Items from a data source:
---*---
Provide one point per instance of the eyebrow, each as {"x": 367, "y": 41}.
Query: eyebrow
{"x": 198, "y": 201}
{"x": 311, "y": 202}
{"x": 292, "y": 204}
---*---
Write out every line of the listing above again, the request lines included, and shift each x and y coordinate in the answer points up by 145. Leave the sample point inside the request unchanged.

SOLUTION TO THE PROBLEM:
Provide one point per instance of the eyebrow, each as {"x": 367, "y": 41}.
Query: eyebrow
{"x": 343, "y": 346}
{"x": 456, "y": 347}
{"x": 437, "y": 349}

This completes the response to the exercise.